Saved entries:
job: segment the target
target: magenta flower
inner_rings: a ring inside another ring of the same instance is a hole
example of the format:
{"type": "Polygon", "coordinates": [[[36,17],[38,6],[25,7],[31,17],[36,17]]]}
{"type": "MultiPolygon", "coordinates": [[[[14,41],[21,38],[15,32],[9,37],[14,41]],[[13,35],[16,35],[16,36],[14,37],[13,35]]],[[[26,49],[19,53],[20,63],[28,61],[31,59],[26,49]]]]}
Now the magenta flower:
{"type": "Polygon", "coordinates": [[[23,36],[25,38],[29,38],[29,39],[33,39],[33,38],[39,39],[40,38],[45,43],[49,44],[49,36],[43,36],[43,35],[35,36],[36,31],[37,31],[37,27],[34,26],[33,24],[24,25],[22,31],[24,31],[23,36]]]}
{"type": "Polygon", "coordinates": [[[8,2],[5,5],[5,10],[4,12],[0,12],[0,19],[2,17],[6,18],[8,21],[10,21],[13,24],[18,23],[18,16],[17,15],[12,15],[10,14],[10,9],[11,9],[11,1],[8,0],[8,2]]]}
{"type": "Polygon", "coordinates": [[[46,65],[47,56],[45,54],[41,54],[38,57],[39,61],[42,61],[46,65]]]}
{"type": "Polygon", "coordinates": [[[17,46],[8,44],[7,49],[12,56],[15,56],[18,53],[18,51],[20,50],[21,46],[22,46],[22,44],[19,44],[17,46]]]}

* [TASK] The records shown above must be returned in full, exactly as written.

* [RESPONSE BELOW]
job: segment the target
target: magenta flower
inner_rings: a ring inside another ring of the same instance is a hole
example of the format:
{"type": "Polygon", "coordinates": [[[36,17],[38,6],[25,7],[31,17],[36,17]]]}
{"type": "MultiPolygon", "coordinates": [[[[14,41],[21,38],[15,32],[9,37],[14,41]],[[13,35],[16,35],[16,36],[14,37],[13,35]]],[[[26,49],[19,53],[20,63],[28,61],[31,59],[26,49]]]]}
Now the magenta flower:
{"type": "Polygon", "coordinates": [[[23,36],[25,38],[29,38],[29,39],[33,39],[33,38],[39,39],[40,38],[45,43],[49,44],[49,36],[43,36],[43,35],[35,36],[36,31],[37,31],[37,27],[34,26],[33,24],[24,25],[22,31],[24,31],[23,36]]]}
{"type": "Polygon", "coordinates": [[[8,2],[5,5],[5,10],[4,12],[0,12],[0,19],[2,17],[6,18],[8,21],[10,21],[13,24],[18,23],[18,16],[17,15],[12,15],[10,14],[10,9],[11,9],[11,1],[8,0],[8,2]]]}
{"type": "Polygon", "coordinates": [[[46,65],[47,56],[45,54],[41,54],[38,57],[39,61],[42,61],[46,65]]]}
{"type": "Polygon", "coordinates": [[[17,46],[8,44],[7,49],[12,56],[15,56],[18,53],[18,51],[20,50],[21,46],[22,46],[22,44],[19,44],[17,46]]]}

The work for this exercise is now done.